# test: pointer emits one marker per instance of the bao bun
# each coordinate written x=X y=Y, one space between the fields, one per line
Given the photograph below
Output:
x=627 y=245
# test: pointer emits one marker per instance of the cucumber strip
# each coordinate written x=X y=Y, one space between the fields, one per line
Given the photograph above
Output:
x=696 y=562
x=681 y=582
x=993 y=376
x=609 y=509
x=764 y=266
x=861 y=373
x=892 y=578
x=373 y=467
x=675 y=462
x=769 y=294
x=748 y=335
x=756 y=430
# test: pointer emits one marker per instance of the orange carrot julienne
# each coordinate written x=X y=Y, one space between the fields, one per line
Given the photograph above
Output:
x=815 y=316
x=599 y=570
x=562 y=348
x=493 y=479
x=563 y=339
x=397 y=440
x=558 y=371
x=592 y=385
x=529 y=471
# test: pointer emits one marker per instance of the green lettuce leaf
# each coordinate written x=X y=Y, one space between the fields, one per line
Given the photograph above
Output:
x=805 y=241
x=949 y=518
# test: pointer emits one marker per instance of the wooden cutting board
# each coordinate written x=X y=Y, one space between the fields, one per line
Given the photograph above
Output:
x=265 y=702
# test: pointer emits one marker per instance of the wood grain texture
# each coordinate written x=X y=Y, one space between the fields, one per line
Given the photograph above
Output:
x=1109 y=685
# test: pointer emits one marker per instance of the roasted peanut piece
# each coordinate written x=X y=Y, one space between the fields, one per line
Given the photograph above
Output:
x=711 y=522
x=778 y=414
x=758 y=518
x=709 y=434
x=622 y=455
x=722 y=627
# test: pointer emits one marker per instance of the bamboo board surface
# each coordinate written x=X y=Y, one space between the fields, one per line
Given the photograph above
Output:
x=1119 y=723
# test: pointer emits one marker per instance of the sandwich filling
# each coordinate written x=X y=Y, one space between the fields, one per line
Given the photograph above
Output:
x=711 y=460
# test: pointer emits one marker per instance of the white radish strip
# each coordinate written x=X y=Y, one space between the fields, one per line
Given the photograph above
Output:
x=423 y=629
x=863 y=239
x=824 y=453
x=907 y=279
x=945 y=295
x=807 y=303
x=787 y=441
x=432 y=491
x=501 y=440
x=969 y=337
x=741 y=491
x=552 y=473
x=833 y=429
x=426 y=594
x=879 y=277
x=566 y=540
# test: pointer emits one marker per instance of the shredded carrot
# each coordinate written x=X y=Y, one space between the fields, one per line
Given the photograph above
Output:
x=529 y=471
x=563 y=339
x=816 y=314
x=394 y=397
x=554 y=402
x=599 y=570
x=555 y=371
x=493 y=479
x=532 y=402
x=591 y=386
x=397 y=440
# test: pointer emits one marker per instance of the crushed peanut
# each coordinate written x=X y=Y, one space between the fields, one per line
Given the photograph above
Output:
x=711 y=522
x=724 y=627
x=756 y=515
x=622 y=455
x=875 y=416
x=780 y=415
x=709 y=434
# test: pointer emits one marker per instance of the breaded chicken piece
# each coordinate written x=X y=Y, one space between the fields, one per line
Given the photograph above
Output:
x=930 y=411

····················

## [Directions]
Reproduce every one of the rows above, substituting "image" for each occurrence of "photograph" and leaving all other text unchanged.

## [Exercise output]
# test: pointer emits one marker per instance of the bao bun
# each coordinate written x=X y=Y, one space between the fields, one per line
Given the image below
Output:
x=627 y=245
# test: pointer emits one marker per instance of the cucumber strip
# each coordinate written x=X y=Y, one space between the fields, one per line
Given the image above
Output:
x=696 y=562
x=681 y=582
x=993 y=376
x=609 y=509
x=764 y=266
x=861 y=373
x=892 y=578
x=373 y=467
x=675 y=462
x=769 y=294
x=748 y=335
x=756 y=430
# test: pointer emits one marker per instance of the orange carrot julienne
# each coordinate written x=X y=Y, one space between the fields, one per line
Given the image above
Output:
x=815 y=316
x=599 y=570
x=562 y=348
x=493 y=479
x=563 y=339
x=397 y=440
x=558 y=371
x=592 y=385
x=529 y=471
# test: pointer emits one marker per instance of the green lettuce leaf
# each coordinate written x=X y=Y, one space between the fields, one per line
Given the image above
Output:
x=805 y=241
x=949 y=518
# test: pointer emits one marker per instance of the wooden cutting board
# each coordinate written x=X y=Y, one space between the fields, one per line
Given the image above
Output:
x=265 y=702
# test: pointer emits one marker per instance of the wood grain texture
# each coordinate written x=X y=Y, one space between the fields, one per line
Given the image above
Output:
x=1109 y=685
# test: pointer emits one marker per instance of the roasted peanut piece
# each coordinate written x=X y=Y, one space between the fields, one per line
Given the image above
Output:
x=711 y=522
x=778 y=414
x=758 y=518
x=709 y=434
x=622 y=455
x=722 y=627
# test: pointer emits one marker per instance of the bamboo board surface
# each coordinate written x=X y=Y, one space between the fields, one per line
Given the image above
Output:
x=1119 y=723
# test: pointer emits one marker per instance of the sandwich filling
# each coordinate written x=X y=Y, one space between the fields, one per line
Given the image above
Output:
x=711 y=460
# test: pointer emits one marker per instance of the white radish strip
# each coordinate written x=X y=Y, one space between the fields, one per line
Given the image above
Output:
x=423 y=629
x=863 y=239
x=824 y=453
x=907 y=279
x=945 y=295
x=807 y=303
x=787 y=441
x=432 y=491
x=501 y=440
x=969 y=337
x=741 y=491
x=552 y=473
x=833 y=429
x=426 y=594
x=879 y=277
x=566 y=540
# test: pointer emits one marker per instance of the shredded carrot
# each coordinate written x=X y=Y, one space between the fields, one per line
Given the image above
Output:
x=529 y=471
x=563 y=339
x=816 y=314
x=394 y=397
x=554 y=402
x=599 y=570
x=555 y=371
x=493 y=479
x=532 y=402
x=591 y=386
x=397 y=440
# test: pointer emits one marker per instance of the crushed peanut
# each coordinate written x=X y=Y, one space between the fields, one per line
Given the image above
Output:
x=711 y=522
x=724 y=627
x=756 y=515
x=622 y=455
x=875 y=416
x=780 y=415
x=709 y=434
# test: pointer emits one marker per instance of the breaded chicken piece
# each coordinate written x=X y=Y, one space between the fields, one per line
Given the image above
Output:
x=930 y=411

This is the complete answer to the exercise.